→ **Excerpt provided**
++++++++
Question: What are today’s big issues?
Grover Norquist: When you look back on American history, the Civil War was a step back in terms of the government getting bigger and then not getting back in the box. It stayed bigger. It kept putting income tax in to fight the war and kept it. Washington got bigger and more powerful. It said it was doing that to fight the war and save the union, and then they kept going. World War I was another jump in state power. The income tax was made permanent. World War II and then the Cold War. War is the health of the state. When you have wars; when you have demands for lots of state power, the state takes that power. And then when the war goes away, or ends, or has won, the state doesn’t hand the power back. It doesn’t reduce its employment. It was only under Reagan that you saw the defense as a percentage of the economy go from six percent down to three after we won the Cold War. That was good. That was progress. But the rest of the state did not decline similarly.
++++++++
→ **Stored data**
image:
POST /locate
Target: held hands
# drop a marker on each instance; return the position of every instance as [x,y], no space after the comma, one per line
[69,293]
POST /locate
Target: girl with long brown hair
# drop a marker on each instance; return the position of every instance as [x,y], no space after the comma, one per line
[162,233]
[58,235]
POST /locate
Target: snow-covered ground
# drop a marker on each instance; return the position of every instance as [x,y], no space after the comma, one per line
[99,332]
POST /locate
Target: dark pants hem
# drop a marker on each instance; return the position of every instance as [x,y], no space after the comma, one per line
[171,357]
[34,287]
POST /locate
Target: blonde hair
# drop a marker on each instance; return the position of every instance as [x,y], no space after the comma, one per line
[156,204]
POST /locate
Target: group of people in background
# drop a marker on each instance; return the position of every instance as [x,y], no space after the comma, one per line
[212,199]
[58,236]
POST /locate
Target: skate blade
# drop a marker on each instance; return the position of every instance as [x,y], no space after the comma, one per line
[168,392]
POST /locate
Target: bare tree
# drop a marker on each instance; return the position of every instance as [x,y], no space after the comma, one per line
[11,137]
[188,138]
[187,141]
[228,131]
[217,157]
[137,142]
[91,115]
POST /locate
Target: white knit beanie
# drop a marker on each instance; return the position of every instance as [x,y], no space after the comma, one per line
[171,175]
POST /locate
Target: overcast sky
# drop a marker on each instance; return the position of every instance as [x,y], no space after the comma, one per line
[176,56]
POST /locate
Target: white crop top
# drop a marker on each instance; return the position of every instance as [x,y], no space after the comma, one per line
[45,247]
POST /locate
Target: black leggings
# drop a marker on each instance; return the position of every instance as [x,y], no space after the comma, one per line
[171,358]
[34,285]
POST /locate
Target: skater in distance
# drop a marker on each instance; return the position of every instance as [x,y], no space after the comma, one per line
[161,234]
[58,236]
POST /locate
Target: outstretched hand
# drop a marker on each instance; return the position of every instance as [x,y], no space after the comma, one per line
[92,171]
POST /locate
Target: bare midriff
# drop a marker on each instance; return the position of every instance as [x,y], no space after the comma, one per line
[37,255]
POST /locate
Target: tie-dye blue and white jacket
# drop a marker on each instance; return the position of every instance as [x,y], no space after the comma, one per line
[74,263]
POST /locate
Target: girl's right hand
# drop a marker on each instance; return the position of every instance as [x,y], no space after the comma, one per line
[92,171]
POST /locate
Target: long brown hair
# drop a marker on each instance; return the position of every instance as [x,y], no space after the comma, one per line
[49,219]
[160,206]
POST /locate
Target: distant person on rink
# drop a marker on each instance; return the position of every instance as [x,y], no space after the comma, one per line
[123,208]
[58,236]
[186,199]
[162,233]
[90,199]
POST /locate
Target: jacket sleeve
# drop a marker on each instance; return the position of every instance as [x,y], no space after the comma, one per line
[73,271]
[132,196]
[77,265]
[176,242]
++++++++
→ **What you are asked to do**
Pick up the interview about government growing during wartime after its final sentence, continuing Grover Norquist's answer in the same voice.

→ **Expected output**
Going from the ‘50s on, we’ve had a tremendous liberalization, a reduction in the power of the state. We got rid of the draft. We used to have price controls on buses and airplanes. I mean for United Airways to change a price on a plane trip, they’d have to ask somebody in Washington for permission. Can you imagine in this day of going online and asking Priceline and Orbitz and everybody else? You couldn’t do that. You actually had price controls on gasoline, going into the ‘70s; price controls on railroad lines, on trucking, on shipping. The government set these rules on insurance, on banking, and there’s been a tremendous destruction of that kind of power, and a liberalization of free markets and the economy.
Thirty-eight percent of the workforce was forced to pay union dues and work under union work rules. That’s in the private sector, 38 percent in 1958; 30 percent as late as 1970. Today that’s 7.4 percent. That’s still ridiculous, but 7.4 percent is a fraction of 30 and 38 percent of the workforce. So the labor market is more liberalized. Just the buying, and selling, and prices have been freed up. So we have a much freer economy.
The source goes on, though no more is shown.